* _Instructions to follow_: Find every line in the listing below that contains the word "frame" and copy each of those lines. Treat uppercase and lowercase letters as different.

* _Data to use_:
_ _ _ _ _ _ _

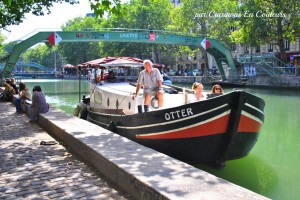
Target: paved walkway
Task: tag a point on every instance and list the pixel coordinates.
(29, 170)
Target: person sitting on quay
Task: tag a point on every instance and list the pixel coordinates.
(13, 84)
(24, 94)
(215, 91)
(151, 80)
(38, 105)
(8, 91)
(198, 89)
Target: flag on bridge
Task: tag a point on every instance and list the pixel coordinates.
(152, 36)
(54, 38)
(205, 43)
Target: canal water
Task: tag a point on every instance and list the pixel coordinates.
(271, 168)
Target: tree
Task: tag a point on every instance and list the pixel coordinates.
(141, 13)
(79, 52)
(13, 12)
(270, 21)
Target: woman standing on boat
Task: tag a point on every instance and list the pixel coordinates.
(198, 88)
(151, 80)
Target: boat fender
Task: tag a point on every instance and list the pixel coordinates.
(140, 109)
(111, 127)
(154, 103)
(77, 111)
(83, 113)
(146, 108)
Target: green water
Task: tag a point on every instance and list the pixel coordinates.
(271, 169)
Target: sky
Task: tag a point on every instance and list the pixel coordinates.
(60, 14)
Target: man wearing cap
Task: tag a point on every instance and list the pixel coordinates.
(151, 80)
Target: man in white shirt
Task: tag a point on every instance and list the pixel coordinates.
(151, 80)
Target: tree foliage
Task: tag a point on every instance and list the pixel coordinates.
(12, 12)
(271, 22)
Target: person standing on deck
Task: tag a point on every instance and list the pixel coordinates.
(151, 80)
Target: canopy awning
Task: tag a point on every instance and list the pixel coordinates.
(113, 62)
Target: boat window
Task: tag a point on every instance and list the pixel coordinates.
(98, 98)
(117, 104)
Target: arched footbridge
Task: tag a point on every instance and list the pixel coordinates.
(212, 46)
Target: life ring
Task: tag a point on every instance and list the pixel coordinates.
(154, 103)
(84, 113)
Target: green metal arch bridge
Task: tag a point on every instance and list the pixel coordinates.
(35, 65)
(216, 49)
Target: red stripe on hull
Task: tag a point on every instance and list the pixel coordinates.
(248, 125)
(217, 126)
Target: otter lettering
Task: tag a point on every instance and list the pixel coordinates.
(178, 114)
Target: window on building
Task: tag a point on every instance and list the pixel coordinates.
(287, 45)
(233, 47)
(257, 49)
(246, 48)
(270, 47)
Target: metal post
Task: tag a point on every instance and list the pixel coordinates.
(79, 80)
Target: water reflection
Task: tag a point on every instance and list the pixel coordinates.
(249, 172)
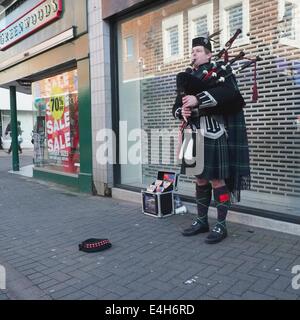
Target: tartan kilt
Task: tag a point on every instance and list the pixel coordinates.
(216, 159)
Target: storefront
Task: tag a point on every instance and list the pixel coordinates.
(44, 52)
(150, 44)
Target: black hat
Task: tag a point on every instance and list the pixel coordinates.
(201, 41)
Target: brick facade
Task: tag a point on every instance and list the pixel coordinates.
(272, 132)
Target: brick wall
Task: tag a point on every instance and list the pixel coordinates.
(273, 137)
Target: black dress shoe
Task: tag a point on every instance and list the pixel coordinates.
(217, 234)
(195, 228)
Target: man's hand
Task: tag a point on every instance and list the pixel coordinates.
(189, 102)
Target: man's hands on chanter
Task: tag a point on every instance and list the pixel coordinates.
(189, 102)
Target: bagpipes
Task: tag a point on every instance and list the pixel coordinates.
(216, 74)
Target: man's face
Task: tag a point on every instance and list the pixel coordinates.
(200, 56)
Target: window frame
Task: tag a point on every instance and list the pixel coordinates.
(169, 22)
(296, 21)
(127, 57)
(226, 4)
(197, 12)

_ _ _ _ _ _ _

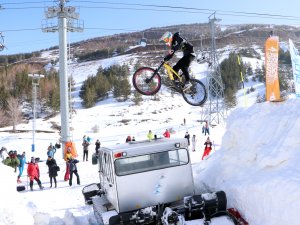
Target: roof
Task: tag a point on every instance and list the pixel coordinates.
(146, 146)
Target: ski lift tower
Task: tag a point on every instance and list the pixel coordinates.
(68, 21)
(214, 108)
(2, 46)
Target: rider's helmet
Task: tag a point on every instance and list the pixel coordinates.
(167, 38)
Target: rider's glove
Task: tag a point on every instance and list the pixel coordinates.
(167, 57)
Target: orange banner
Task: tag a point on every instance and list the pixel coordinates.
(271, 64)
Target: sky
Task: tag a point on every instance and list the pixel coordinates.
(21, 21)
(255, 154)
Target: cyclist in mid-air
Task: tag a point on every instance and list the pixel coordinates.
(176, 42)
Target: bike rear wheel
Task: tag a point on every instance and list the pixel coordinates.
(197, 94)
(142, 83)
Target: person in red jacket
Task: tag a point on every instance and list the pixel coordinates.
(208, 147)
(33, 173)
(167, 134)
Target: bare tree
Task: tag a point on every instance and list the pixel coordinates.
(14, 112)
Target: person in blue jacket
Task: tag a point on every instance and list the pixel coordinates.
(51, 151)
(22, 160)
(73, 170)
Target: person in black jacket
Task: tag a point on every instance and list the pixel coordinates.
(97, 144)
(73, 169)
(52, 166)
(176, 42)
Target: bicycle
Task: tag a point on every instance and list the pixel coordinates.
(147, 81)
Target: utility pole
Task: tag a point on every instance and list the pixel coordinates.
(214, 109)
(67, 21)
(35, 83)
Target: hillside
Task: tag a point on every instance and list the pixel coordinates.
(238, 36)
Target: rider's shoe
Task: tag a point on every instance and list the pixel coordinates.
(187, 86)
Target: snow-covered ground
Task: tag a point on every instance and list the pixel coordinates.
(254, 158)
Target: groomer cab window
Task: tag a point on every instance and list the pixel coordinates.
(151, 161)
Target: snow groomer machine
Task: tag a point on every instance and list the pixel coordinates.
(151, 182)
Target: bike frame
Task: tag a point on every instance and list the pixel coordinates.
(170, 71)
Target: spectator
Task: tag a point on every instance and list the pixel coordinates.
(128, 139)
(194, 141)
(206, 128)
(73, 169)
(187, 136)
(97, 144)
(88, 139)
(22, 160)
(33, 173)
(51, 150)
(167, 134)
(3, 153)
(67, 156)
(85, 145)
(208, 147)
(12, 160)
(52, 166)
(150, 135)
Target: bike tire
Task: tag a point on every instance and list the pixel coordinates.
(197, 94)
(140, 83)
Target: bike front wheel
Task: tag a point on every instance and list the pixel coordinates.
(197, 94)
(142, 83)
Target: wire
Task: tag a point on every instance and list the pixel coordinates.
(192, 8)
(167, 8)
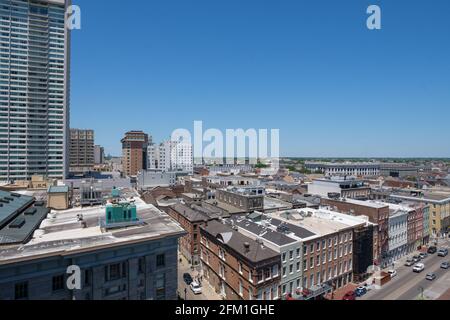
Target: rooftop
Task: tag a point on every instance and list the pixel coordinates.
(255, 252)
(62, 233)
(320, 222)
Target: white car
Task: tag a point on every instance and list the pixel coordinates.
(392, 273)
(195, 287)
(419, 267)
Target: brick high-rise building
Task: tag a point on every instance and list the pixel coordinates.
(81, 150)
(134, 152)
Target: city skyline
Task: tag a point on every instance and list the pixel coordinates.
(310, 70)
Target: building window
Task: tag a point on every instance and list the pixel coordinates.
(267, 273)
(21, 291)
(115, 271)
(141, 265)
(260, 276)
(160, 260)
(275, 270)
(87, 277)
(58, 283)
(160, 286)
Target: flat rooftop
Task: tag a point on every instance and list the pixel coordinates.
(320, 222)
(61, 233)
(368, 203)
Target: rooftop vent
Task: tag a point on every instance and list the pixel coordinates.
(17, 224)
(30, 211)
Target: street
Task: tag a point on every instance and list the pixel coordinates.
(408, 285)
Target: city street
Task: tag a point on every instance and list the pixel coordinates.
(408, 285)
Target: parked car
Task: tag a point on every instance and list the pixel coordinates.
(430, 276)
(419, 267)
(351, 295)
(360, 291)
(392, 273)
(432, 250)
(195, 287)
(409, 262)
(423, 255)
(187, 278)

_ _ _ _ _ _ _

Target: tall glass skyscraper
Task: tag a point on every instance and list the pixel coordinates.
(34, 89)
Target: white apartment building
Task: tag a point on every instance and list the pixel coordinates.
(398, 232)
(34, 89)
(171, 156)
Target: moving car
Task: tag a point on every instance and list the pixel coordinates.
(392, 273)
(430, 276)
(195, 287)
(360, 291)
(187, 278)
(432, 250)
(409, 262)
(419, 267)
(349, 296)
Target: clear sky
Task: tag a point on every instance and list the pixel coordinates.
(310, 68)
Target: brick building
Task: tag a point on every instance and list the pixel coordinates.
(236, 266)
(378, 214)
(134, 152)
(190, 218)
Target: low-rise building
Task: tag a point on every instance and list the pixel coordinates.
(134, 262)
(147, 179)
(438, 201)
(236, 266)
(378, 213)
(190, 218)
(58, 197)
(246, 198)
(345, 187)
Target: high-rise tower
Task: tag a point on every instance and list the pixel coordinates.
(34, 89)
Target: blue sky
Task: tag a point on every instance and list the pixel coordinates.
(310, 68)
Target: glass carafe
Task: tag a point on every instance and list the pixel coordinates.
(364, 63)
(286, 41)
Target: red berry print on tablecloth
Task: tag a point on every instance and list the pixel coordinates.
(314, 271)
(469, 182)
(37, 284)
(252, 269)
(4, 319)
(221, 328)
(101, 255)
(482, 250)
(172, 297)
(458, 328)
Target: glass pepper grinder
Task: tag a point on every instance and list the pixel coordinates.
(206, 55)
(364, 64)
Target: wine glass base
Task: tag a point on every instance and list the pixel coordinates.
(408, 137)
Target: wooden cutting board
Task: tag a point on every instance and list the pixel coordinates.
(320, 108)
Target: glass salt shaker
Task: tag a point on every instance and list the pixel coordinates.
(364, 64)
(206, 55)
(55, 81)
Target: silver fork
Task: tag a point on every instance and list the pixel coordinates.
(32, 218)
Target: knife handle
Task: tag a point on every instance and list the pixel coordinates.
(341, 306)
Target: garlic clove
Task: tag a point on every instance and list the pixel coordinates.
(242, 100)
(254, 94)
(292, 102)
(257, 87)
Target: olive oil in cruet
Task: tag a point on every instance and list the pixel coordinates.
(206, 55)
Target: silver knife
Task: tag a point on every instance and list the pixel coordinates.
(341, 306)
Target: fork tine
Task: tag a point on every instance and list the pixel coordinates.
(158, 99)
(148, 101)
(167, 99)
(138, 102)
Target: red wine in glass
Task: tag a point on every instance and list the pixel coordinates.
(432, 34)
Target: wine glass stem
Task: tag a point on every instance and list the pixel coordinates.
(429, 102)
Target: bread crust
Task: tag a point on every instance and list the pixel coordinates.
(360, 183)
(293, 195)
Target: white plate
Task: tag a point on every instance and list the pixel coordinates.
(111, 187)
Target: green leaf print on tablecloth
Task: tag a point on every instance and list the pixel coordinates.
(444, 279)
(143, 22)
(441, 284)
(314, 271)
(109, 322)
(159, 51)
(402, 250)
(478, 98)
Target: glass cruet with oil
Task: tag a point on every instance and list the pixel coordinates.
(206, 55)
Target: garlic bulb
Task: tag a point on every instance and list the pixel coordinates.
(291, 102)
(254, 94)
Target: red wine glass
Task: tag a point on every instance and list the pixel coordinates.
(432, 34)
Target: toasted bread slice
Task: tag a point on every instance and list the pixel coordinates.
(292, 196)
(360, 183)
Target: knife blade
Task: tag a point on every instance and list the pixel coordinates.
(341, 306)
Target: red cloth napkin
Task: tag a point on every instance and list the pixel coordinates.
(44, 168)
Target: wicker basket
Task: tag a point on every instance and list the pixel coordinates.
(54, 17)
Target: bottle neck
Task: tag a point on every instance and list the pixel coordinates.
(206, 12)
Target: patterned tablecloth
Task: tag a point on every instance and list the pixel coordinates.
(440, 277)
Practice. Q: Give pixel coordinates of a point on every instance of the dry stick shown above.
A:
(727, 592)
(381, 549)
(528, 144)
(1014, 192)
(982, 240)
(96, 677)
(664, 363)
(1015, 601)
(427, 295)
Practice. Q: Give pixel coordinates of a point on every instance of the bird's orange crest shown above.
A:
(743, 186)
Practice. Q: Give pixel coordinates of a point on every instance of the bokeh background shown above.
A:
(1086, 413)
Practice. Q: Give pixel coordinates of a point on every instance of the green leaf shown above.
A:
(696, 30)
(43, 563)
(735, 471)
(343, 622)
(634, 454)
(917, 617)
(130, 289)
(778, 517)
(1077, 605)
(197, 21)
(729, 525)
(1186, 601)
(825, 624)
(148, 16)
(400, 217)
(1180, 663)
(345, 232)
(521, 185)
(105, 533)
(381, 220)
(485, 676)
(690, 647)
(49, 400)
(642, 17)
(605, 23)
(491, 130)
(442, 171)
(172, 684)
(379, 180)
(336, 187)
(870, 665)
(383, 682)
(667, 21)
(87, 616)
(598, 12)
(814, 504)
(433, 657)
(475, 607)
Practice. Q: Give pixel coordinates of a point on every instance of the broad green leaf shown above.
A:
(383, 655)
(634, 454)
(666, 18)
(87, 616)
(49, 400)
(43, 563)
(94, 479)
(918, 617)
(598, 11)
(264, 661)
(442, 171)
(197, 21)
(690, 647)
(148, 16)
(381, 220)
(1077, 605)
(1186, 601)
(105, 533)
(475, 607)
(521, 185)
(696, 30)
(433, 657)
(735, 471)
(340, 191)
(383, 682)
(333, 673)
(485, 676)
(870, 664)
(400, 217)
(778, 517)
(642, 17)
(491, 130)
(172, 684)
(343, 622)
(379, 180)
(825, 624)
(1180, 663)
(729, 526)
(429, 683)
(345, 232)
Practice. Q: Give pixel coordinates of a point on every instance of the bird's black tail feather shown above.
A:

_ _ _ _ _ _ _

* _Answer_:
Target: window frame
Target: bike frame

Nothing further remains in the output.